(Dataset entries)
────
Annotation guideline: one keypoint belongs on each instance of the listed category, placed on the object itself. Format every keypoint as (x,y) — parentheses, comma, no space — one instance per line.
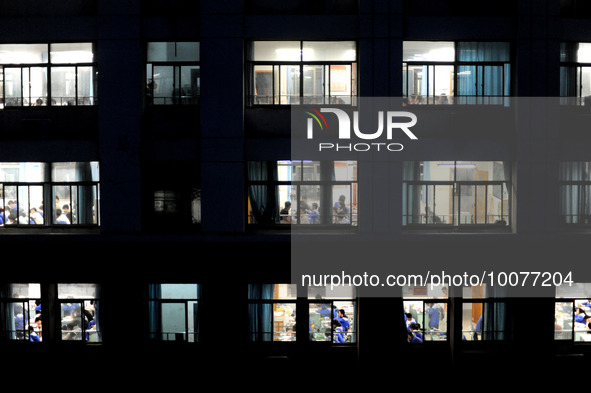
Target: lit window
(303,72)
(174,312)
(303,192)
(173,73)
(456,72)
(572,315)
(20,311)
(575,73)
(80,312)
(425,313)
(26,186)
(272,312)
(482,318)
(575,193)
(332,314)
(451,194)
(47,74)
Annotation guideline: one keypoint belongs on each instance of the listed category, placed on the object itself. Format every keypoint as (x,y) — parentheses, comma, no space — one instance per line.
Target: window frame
(77,100)
(261,336)
(177,66)
(566,87)
(48,187)
(60,301)
(302,98)
(326,188)
(155,307)
(351,334)
(457,64)
(434,221)
(423,329)
(7,303)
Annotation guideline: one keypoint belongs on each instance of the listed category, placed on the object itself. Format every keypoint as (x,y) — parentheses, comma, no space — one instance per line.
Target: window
(25,186)
(173,73)
(572,318)
(451,194)
(298,192)
(272,312)
(332,314)
(303,72)
(425,313)
(482,318)
(175,194)
(575,192)
(47,74)
(80,316)
(20,312)
(174,312)
(456,72)
(575,73)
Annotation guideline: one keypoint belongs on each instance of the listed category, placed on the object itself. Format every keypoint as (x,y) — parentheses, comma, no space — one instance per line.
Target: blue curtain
(410,194)
(264,198)
(260,314)
(575,198)
(483,80)
(568,74)
(495,316)
(154,315)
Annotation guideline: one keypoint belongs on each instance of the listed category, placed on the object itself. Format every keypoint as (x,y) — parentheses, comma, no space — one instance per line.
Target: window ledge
(469,229)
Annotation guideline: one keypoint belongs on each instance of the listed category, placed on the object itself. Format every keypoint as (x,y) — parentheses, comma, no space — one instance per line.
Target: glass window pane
(472,324)
(314,84)
(310,204)
(346,315)
(342,205)
(263,84)
(63,85)
(173,51)
(13,86)
(435,321)
(288,84)
(173,321)
(321,315)
(75,171)
(38,81)
(428,51)
(164,84)
(563,321)
(77,291)
(191,84)
(284,321)
(179,291)
(23,53)
(71,53)
(345,170)
(336,292)
(341,83)
(86,91)
(413,312)
(193,321)
(329,50)
(20,291)
(435,292)
(276,51)
(71,322)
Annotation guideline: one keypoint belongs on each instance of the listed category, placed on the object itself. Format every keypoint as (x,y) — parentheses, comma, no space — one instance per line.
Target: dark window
(173,75)
(174,312)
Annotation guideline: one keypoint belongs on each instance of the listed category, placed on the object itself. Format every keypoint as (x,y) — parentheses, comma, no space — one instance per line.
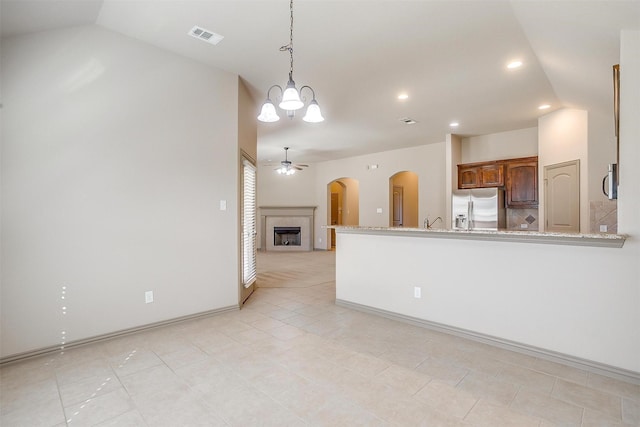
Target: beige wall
(563,137)
(409,183)
(502,145)
(425,161)
(115,156)
(579,301)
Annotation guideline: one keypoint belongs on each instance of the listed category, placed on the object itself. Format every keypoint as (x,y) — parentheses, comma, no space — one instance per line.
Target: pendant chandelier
(290,97)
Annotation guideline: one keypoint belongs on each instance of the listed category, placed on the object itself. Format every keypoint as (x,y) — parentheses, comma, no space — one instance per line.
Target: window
(248,223)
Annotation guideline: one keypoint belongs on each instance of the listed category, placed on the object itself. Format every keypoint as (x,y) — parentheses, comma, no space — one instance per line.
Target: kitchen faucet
(428,224)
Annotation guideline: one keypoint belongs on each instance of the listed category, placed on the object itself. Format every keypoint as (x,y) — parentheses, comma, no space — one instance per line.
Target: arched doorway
(342,206)
(403,200)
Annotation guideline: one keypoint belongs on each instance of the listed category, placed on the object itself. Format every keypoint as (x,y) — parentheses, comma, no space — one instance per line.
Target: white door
(249,227)
(397,206)
(562,197)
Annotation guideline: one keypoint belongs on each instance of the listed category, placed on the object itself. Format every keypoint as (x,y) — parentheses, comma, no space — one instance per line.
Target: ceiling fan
(288,168)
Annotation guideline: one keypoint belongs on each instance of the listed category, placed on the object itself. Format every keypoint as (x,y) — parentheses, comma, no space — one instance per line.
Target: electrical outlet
(417,292)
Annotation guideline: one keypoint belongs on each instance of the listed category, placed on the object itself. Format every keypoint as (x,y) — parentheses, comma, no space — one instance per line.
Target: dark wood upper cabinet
(468,177)
(519,177)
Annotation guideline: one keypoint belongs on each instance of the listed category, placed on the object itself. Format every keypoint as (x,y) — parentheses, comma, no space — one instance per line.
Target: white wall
(502,145)
(286,190)
(563,137)
(579,301)
(115,155)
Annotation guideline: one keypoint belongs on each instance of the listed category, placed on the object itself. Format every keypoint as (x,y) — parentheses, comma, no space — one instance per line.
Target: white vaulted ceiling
(448,56)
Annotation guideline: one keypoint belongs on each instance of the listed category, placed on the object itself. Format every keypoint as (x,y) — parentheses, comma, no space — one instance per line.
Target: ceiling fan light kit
(286,167)
(290,96)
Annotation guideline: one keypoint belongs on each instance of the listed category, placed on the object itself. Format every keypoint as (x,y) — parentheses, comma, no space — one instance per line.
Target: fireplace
(286,228)
(286,236)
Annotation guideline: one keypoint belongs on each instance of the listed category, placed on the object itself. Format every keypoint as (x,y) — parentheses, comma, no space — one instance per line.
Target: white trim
(105,337)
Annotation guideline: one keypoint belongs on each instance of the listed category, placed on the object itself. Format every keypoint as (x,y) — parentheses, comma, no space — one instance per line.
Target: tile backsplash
(522,219)
(603,217)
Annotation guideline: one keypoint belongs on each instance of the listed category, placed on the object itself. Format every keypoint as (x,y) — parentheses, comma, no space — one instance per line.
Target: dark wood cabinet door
(492,175)
(522,185)
(468,177)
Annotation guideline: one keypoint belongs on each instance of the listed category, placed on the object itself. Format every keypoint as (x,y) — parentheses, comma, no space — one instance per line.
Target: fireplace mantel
(287,215)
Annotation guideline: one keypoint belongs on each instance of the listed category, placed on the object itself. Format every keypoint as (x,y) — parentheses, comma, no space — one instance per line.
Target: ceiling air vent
(205,35)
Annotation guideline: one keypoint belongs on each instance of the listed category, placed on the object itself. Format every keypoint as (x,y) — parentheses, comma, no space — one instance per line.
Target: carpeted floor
(295,269)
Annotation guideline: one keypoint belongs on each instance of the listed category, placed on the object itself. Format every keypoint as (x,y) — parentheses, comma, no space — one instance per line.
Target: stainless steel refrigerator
(478,209)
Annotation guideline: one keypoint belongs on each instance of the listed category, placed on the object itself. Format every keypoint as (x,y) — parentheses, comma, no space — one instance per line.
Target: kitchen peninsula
(518,290)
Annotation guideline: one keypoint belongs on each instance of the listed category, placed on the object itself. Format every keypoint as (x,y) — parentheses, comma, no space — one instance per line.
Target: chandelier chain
(289,47)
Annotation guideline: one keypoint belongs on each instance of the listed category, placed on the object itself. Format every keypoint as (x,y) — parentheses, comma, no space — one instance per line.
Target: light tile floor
(293,357)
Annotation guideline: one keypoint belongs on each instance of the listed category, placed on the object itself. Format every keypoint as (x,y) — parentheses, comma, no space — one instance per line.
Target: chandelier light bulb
(313,114)
(268,113)
(291,98)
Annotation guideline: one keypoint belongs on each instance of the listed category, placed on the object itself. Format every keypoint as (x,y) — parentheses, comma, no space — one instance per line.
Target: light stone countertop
(601,240)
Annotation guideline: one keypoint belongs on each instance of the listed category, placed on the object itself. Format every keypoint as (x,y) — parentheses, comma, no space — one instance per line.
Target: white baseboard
────
## Aim of the task
The entries need to be restated exactly, and their pictures left out.

## Written answer
Annotation guideline: one keypoint belongs on each instance of the listed category, placed on the object itself. Format every keypoint as (x,y) — parentheses, comma, no space — one instance per line.
Target: lit window
(303,72)
(174,312)
(303,192)
(173,73)
(456,72)
(572,315)
(20,311)
(575,73)
(80,312)
(425,313)
(26,186)
(272,312)
(482,318)
(575,193)
(332,314)
(451,194)
(47,74)
Annotation guideline: one keypoint belongs on each instance of the listed category, placed on the object itself. Format every keypoint as (x,y) — parentheses, comma, no space — one instance per line.
Target: window frame
(77,100)
(261,336)
(177,66)
(566,87)
(48,187)
(60,301)
(302,98)
(326,188)
(155,307)
(351,334)
(457,64)
(434,221)
(423,329)
(7,303)
Annotation guideline: one keypoint belongs on each instance of the listed category, placed on the object itself. Format every keypoint as (x,y) — parentheses, comma, no space — one instance per line.
Target: window
(25,186)
(173,73)
(572,318)
(451,194)
(298,192)
(272,312)
(332,314)
(303,72)
(425,313)
(482,318)
(175,194)
(575,192)
(47,74)
(80,316)
(20,312)
(174,312)
(456,72)
(575,73)
Annotation guideline: one keypoint belongs on each instance of the listed category, placed on the object itself. Format every keypoint as (x,y) — parentheses, comma, no space — one instance per line.
Target: blue curtain
(410,194)
(264,198)
(260,314)
(575,198)
(483,80)
(568,74)
(495,316)
(154,315)
Annotation guideline: one keypoint belongs on each instance of the listed category, placed on the object itself. Format every keypoint as (x,y) — parentheses, comma, no space — one instance per line.
Target: window ledge
(469,229)
Annotation guideline: one keypoint belongs on each instance of the listed category, placed on the object itself. Format every keypoint as (x,y) — parentheses, comma, no space — one instance per line.
Target: glass window pane
(472,324)
(314,84)
(310,204)
(346,315)
(342,205)
(263,84)
(63,85)
(173,51)
(13,86)
(435,321)
(288,84)
(173,321)
(321,315)
(75,171)
(38,81)
(428,51)
(164,84)
(563,321)
(77,291)
(191,84)
(284,321)
(179,291)
(23,53)
(71,53)
(345,170)
(336,292)
(341,83)
(86,91)
(413,312)
(193,321)
(329,50)
(20,291)
(435,292)
(276,51)
(71,322)
Annotation guideline: one keypoint belongs on each instance of the listed category, placed on the object itself. Format every keypoint as (x,y) — parentheses, comma, no space — one instance per line.
Target: dark window
(173,75)
(174,312)
Annotation guideline: one keypoint belongs on each instance of the listed category, placed on the object itself. Format every keypoint as (x,y) — parentheses, comma, no space — one instance per line.
Target: beige wall
(563,137)
(409,183)
(502,145)
(425,161)
(115,156)
(579,301)
Annotation guideline: one keypoint belongs on each instance of the listed category, placed on the object itself. Format every keypoint as (x,y) — parentheses, comma, no space — one instance per line.
Target: pendant chandelier
(290,97)
Annotation guideline: one keypoint belongs on each instance of the listed category, placed on the object itself. Format every keypoint as (x,y) — parentheses, comma, no space — one instance per line.
Target: window
(248,223)
Annotation guideline: one keypoint belongs on each instance of the listed category, placed on the object itself. Format every keypoint as (x,y) — parentheses, comma, no space — one instance per line.
Target: kitchen faucet
(428,224)
Annotation guideline: one keypoint belongs on each instance of the listed category, placed on the object itself. Format every keypoint as (x,y) — parentheses, comma, no space — one instance per line.
Target: arched doorway
(342,206)
(403,200)
Annotation guideline: one keypoint belongs on each instance of the listed category, placed on the object itself. Format every keypoint as (x,y) — parentheses, comma, no space — one instance per line.
Target: white door
(249,227)
(397,206)
(562,197)
Annotation guideline: one keypoint belongs on each instance of the listed category, placed on the object itself. Format every keypoint as (x,y) — parentheses, comma, no space — one instance per line.
Target: ceiling fan
(288,168)
Annotation guideline: one keypoint belongs on each instance of the listed category, placed on the object itself. Format every keypoint as (x,y) — parentheses, comma, no space — one instance per line.
Target: electrical outlet
(417,292)
Annotation guideline: one keypoint belongs on each instance of the listed category, placed on the object itself. Format every keypoint as (x,y) — parentheses, comma, no space — one instance per line.
Target: dark wood upper cabinet
(468,177)
(519,177)
Annotation guideline: one keypoint belongs on each instance of the listed category, placed on the object itself. Format every keypoint as (x,y) — parentheses, comma, no space — one instance per line.
Target: white wall
(502,145)
(286,190)
(563,137)
(579,301)
(115,155)
Annotation guideline: one keypoint belongs on each instance of the listed category, placed on the object itself. Format every keypoint as (x,y) — parentheses, comma, no space — one instance per line.
Target: white vaulted ceiling
(448,56)
Annotation guideline: one keypoint belongs on each instance of the listed category, placed on the object itself. Format every keypoint as (x,y) — parentheses, comma, no space — one instance per line.
Target: ceiling fan light kit
(286,167)
(290,96)
Annotation guideline: one keypoint belongs on each instance of the listed category, placed on the object itself. Format every keypoint as (x,y) — parentheses, comma, no space — one instance per line.
Target: fireplace
(286,228)
(286,236)
Annotation guideline: one keypoint belongs on each instance of the listed category, placed on the object itself. Format every keypoint as (x,y) — parentheses, comma, no space — one instance per line.
Target: white trim
(105,337)
Annotation guideline: one keypoint belongs on each instance of the listed category, placed on the object itself. Format every keypoint as (x,y) — parentheses, comma, no space — one instance per line.
Target: tile backsplash
(522,219)
(603,217)
Annotation guideline: one keypoint belongs on each instance of the listed category, placed on the object itself. Format every keypoint as (x,y) — parentheses, comma, no space — one instance per line.
Target: dark wood cabinet door
(492,175)
(522,185)
(468,177)
Annotation guideline: one keypoint belongs on each instance of the listed category, placed on the object itself. Format every keypoint as (x,y) — parentheses, comma, no space — one instance per line.
Target: fireplace mantel
(287,215)
Annotation guideline: one keypoint belongs on each instance of the listed category, placed on the object itself. Format every keypoint as (x,y) — parentheses, comma, no space — one instance per line.
Target: ceiling air vent
(205,35)
Annotation guideline: one keypoint belongs on each instance of the listed category, placed on the object itself. Format every keypoint as (x,y) — parentheses, comma, no space — one instance per line.
Target: carpeted floor
(295,269)
Annotation guideline: one keypoint belongs on each instance of the listed category, placed on the object itself. Format every keypoint as (x,y) — parentheses, comma, no space — one instance per line.
Target: stainless steel refrigerator
(478,209)
Annotation guideline: one keypoint belongs on each instance of the listed category, placed on the object itself. Format every keypoint as (x,y) — parentheses, comma, no space — one instance per line.
Target: kitchen peninsula
(518,290)
Annotation guideline: one keypoint belongs on each instance of the listed category, placed on the object itself. Format every keypoint as (x,y) — parentheses, comma, no space — one instance per line.
Target: chandelier chain
(289,47)
Annotation guideline: one keypoint belongs on each instance of the listed category, placed on the object itself. Format every keypoint as (x,y) — parentheses, comma, no space — one instance per line.
Target: light tile floor
(293,357)
Annotation guideline: one keypoint belongs on each instance of the listed category, placed on the object itself. Format every keypoint as (x,y) — parentheses, comma, no space — one instance per line.
Target: chandelier light bulb
(313,114)
(268,113)
(291,98)
Annotation guideline: one keypoint belongs on each instance of the listed category, placed on the object itself. Format every keypoint as (x,y) — parentheses, comma, no space — one instance per line.
Target: light stone countertop
(601,240)
Annotation guideline: one keypoint belongs on each instance of the listed category, placed on the object itself. Format every keypoint as (x,y) — parentheses, comma, no space — one instance per line.
Target: white baseboard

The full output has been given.